Material provided
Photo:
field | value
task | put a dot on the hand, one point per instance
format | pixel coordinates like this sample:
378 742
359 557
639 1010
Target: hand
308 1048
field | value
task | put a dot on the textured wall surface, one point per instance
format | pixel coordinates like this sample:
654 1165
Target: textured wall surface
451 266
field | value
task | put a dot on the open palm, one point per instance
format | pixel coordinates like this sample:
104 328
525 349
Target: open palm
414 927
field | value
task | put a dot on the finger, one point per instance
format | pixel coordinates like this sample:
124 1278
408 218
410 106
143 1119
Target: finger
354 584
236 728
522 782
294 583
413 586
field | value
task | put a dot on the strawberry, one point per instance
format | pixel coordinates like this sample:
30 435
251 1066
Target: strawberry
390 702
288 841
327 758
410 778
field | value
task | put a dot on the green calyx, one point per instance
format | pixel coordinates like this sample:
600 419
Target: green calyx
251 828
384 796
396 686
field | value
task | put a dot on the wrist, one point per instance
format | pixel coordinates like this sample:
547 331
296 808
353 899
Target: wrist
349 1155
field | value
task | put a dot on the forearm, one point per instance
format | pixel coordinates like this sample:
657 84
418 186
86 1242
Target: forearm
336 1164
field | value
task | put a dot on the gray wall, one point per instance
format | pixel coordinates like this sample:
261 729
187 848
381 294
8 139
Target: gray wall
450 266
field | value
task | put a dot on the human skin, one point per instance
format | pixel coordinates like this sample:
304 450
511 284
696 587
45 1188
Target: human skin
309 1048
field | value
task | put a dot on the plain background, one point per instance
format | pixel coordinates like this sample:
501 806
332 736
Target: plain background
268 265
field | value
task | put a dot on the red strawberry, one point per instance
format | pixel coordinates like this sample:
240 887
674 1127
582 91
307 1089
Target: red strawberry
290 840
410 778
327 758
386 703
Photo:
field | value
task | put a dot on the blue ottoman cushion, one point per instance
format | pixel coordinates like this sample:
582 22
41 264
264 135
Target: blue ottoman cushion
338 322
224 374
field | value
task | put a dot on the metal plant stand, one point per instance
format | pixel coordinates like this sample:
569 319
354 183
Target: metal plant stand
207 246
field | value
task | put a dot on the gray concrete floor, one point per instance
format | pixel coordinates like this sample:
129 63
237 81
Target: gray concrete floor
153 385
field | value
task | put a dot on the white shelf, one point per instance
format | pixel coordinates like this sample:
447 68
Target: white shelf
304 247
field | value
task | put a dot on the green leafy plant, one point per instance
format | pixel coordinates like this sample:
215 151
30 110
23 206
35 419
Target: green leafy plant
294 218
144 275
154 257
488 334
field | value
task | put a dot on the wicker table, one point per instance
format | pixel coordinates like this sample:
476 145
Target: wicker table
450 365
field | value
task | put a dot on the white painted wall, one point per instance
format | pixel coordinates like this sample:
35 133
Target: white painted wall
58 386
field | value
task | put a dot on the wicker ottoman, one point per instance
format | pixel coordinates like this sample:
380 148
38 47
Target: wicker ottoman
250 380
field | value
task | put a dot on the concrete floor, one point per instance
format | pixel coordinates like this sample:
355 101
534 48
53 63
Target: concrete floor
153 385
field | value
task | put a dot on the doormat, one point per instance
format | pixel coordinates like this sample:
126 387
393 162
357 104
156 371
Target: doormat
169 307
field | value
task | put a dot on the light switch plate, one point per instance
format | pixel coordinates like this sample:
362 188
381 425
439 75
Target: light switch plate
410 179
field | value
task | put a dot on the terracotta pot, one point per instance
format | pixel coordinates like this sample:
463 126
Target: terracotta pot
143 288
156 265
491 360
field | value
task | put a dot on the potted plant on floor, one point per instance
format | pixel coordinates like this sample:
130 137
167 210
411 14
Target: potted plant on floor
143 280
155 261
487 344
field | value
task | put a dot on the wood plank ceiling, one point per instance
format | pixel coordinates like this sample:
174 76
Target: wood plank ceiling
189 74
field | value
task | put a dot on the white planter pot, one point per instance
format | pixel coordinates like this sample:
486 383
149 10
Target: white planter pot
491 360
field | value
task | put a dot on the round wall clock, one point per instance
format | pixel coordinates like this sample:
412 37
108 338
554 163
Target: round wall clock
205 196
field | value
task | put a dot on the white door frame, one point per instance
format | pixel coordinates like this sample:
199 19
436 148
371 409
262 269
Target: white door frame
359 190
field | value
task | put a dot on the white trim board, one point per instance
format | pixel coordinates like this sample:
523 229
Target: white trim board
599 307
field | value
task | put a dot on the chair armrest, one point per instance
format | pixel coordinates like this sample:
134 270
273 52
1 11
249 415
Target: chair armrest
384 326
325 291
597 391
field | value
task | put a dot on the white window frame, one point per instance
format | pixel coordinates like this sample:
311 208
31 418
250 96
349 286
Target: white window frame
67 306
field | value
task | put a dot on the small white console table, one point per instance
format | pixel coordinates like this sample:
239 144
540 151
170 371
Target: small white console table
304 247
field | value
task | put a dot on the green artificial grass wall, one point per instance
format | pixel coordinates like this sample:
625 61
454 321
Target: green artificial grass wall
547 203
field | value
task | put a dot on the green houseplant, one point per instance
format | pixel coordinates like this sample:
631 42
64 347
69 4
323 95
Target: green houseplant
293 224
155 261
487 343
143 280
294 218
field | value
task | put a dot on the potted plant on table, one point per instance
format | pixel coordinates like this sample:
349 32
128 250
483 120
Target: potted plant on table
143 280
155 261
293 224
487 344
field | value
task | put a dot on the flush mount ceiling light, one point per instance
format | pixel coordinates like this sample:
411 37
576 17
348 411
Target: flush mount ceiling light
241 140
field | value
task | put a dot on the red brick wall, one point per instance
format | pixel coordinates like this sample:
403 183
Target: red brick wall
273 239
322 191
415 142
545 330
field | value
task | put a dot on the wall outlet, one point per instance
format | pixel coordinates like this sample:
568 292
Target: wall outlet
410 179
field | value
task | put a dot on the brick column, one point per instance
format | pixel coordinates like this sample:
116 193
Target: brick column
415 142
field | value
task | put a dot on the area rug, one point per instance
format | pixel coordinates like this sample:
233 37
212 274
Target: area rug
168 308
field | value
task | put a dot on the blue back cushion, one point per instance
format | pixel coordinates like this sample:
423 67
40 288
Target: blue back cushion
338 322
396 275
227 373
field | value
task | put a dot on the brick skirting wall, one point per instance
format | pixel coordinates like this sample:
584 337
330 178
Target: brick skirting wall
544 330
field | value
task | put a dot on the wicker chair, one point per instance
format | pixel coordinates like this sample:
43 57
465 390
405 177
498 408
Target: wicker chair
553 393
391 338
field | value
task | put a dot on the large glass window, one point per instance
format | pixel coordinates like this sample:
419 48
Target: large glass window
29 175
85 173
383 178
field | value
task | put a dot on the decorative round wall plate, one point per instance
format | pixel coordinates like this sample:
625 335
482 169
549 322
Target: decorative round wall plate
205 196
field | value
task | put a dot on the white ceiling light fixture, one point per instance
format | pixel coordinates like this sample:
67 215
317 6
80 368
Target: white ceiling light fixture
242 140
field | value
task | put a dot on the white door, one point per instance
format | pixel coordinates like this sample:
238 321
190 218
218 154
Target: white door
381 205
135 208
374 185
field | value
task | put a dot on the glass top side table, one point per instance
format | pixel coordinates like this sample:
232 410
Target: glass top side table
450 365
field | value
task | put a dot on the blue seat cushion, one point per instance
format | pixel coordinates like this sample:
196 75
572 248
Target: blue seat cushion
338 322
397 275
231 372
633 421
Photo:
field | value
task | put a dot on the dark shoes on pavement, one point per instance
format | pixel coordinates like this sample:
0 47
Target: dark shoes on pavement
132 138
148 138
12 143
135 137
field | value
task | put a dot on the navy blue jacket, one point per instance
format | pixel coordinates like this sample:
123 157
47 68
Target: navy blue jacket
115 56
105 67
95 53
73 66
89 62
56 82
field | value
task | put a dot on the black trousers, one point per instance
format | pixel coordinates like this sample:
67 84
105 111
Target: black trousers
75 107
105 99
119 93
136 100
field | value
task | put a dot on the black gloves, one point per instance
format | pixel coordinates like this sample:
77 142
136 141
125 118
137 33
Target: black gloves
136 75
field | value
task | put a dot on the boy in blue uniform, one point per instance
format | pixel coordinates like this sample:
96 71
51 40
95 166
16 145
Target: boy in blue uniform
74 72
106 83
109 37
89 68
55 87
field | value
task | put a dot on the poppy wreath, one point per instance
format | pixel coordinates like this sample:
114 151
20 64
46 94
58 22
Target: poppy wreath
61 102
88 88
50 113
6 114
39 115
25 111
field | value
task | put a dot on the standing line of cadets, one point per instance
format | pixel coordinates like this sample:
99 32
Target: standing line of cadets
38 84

What is expected
Pull out every line in the records that contains the word "black" and list those lines.

Answer for the task
task | put a dot on the black trousers, one point per instance
Target: black trousers
task | put a dot on the black gloves, one point per instance
Target: black gloves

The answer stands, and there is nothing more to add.